Dataset excerpts:
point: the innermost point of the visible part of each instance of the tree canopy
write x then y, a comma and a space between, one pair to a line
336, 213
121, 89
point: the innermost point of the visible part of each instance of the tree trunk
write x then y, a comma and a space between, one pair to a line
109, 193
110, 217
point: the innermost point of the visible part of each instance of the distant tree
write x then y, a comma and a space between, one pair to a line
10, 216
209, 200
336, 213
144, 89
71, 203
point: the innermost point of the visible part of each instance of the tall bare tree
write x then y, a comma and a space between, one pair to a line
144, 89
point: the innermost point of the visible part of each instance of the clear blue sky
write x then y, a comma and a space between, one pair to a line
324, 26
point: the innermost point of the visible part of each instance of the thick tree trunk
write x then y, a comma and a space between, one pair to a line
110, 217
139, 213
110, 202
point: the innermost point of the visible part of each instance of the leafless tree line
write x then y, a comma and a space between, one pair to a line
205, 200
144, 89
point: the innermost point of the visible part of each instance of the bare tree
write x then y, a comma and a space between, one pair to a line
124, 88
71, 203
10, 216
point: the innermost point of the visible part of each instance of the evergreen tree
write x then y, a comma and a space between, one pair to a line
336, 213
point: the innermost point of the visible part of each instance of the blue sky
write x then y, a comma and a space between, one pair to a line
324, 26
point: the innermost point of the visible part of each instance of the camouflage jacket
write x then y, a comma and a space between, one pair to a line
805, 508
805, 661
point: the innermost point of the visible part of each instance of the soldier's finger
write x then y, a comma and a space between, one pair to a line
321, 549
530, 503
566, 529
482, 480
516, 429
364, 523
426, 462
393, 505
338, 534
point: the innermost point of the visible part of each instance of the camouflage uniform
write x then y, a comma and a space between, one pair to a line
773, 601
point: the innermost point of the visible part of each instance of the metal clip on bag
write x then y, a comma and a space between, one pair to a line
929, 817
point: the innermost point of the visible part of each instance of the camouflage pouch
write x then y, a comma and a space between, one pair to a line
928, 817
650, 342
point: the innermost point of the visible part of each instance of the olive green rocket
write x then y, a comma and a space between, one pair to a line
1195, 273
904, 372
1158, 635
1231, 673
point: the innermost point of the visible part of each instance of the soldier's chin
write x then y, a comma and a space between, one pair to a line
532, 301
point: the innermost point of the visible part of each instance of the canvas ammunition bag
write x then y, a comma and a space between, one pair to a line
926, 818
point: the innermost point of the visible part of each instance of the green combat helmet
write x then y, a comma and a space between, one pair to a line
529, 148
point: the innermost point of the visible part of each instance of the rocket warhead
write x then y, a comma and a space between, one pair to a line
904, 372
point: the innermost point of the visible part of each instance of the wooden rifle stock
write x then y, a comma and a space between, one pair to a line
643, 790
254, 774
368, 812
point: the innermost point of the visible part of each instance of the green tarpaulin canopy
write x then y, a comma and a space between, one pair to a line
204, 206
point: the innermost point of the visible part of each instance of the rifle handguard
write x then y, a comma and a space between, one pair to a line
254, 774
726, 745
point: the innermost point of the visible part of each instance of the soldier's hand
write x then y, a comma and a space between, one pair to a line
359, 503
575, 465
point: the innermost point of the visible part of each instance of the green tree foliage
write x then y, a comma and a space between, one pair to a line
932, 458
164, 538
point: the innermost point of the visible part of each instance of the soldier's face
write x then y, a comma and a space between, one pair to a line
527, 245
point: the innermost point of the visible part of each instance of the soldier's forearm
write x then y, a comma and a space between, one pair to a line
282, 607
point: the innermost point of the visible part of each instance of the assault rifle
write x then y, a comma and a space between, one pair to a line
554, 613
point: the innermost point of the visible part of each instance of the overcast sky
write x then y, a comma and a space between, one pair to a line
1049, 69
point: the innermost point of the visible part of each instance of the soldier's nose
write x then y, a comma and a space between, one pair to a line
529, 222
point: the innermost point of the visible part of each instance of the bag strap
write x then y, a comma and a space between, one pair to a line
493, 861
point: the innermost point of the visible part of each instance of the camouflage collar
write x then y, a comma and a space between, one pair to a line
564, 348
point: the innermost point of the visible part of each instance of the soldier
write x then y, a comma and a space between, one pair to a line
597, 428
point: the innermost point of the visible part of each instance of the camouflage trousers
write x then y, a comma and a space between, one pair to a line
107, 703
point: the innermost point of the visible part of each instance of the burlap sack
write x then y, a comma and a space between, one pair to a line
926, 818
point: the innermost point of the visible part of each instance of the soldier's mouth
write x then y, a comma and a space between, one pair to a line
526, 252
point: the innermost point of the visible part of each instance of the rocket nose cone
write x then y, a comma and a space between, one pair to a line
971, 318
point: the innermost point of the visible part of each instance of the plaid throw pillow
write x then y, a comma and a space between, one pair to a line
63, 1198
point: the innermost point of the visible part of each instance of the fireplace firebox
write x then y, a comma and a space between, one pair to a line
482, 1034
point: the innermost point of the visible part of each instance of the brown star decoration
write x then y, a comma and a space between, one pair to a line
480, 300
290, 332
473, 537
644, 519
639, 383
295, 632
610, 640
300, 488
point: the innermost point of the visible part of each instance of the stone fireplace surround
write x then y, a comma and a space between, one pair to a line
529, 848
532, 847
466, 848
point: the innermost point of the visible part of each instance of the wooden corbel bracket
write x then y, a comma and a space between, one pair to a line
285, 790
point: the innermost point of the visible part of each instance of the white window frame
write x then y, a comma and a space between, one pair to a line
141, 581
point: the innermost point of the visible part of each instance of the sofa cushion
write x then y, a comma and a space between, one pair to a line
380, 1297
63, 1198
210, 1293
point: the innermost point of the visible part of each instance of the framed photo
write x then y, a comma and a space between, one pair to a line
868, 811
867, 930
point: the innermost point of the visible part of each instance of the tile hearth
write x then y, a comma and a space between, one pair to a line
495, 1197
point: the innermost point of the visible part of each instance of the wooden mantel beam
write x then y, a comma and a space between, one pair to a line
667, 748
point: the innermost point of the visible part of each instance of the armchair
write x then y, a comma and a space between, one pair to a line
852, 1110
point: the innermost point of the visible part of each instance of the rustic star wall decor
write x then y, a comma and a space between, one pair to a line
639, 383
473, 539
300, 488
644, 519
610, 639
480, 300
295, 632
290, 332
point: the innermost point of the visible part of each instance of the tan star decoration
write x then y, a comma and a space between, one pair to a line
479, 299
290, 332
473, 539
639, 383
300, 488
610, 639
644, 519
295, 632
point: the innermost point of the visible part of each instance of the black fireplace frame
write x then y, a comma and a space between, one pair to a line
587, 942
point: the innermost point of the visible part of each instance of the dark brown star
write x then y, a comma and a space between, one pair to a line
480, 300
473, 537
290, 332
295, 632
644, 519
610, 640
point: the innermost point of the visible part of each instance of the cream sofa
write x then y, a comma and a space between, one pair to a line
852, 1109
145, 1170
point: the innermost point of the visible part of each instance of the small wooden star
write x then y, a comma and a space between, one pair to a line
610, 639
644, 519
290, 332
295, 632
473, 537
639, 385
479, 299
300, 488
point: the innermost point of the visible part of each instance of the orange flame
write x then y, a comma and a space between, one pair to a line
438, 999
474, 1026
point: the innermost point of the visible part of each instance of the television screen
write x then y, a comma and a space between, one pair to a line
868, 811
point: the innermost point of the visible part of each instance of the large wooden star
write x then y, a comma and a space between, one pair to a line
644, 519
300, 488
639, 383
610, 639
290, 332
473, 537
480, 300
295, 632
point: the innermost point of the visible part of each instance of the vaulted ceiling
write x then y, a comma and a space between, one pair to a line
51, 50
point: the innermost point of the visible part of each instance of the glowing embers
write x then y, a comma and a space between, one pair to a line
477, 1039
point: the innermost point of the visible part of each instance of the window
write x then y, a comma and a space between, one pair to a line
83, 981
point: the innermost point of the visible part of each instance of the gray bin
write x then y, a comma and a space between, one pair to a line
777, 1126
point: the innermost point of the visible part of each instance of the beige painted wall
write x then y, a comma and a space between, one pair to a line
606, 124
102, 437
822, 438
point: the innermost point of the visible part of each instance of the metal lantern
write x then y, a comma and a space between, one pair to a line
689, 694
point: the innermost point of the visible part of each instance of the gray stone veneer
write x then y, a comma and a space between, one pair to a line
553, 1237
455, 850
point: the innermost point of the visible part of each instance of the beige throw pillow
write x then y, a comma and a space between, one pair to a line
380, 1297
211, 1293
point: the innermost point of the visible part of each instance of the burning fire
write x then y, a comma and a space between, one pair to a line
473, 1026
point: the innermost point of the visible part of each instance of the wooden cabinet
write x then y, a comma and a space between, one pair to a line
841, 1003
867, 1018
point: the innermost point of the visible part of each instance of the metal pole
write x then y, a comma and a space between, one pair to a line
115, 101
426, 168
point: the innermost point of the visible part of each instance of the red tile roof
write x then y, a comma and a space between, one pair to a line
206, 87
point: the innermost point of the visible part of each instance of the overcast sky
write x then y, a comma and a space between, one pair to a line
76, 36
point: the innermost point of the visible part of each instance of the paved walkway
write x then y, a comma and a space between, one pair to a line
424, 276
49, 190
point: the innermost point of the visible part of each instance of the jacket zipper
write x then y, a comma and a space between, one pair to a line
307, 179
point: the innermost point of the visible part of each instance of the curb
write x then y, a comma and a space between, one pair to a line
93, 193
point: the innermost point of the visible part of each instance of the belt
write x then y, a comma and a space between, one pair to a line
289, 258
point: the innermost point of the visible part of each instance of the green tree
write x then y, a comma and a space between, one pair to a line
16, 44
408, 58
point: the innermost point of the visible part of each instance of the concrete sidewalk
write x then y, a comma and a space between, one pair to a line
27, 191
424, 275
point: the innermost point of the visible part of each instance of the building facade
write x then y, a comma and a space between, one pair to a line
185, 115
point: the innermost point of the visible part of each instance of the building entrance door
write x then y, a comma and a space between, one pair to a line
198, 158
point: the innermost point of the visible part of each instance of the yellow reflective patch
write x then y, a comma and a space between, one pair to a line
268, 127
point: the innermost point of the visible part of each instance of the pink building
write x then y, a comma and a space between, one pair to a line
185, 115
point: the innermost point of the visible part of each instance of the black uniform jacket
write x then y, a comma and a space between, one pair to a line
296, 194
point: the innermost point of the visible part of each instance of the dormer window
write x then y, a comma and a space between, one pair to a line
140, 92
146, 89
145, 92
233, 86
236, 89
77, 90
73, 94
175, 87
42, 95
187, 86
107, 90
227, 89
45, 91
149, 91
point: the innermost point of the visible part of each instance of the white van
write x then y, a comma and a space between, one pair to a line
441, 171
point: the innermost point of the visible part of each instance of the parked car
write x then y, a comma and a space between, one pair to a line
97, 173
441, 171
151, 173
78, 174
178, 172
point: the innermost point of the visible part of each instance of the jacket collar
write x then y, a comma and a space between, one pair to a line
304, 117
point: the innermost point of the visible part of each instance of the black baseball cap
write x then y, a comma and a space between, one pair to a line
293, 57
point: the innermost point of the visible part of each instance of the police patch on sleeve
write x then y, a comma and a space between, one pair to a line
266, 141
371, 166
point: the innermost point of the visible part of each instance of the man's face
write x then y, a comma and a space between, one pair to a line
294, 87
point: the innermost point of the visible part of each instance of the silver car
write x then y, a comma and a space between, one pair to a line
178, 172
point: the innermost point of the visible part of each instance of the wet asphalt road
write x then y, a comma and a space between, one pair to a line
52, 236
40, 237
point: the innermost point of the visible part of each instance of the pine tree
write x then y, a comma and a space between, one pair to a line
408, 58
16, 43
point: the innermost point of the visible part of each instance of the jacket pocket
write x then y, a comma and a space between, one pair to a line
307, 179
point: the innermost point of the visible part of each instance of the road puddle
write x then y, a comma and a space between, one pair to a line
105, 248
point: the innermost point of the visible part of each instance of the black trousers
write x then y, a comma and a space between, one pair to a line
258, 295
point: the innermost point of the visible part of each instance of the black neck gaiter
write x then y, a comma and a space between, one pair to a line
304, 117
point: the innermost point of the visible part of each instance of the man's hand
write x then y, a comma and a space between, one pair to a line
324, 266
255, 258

• _What the task requires_
The required output is the stretch of entries above from the line containing "of the armchair" through the line containing "black fireplace frame", reproduced exactly.

• _Expected output_
point: the innermost point of the visible part of each instance of the armchair
write x then y, a comma and a space between, one pair to a line
852, 1110
point: the innermost point of the visible part of each instance of the rustic star wall decor
write x then y, a comma and a space between, one pair to a line
639, 383
473, 539
300, 488
644, 519
610, 639
480, 300
295, 632
290, 332
point: the innermost point of the visible part of each instance of the tan star decoration
write x then y, a comma and a space between, one pair to a line
479, 299
290, 332
473, 539
639, 383
300, 488
610, 639
644, 519
295, 632
point: the innermost point of the visible part of each instance of the black fireplace frame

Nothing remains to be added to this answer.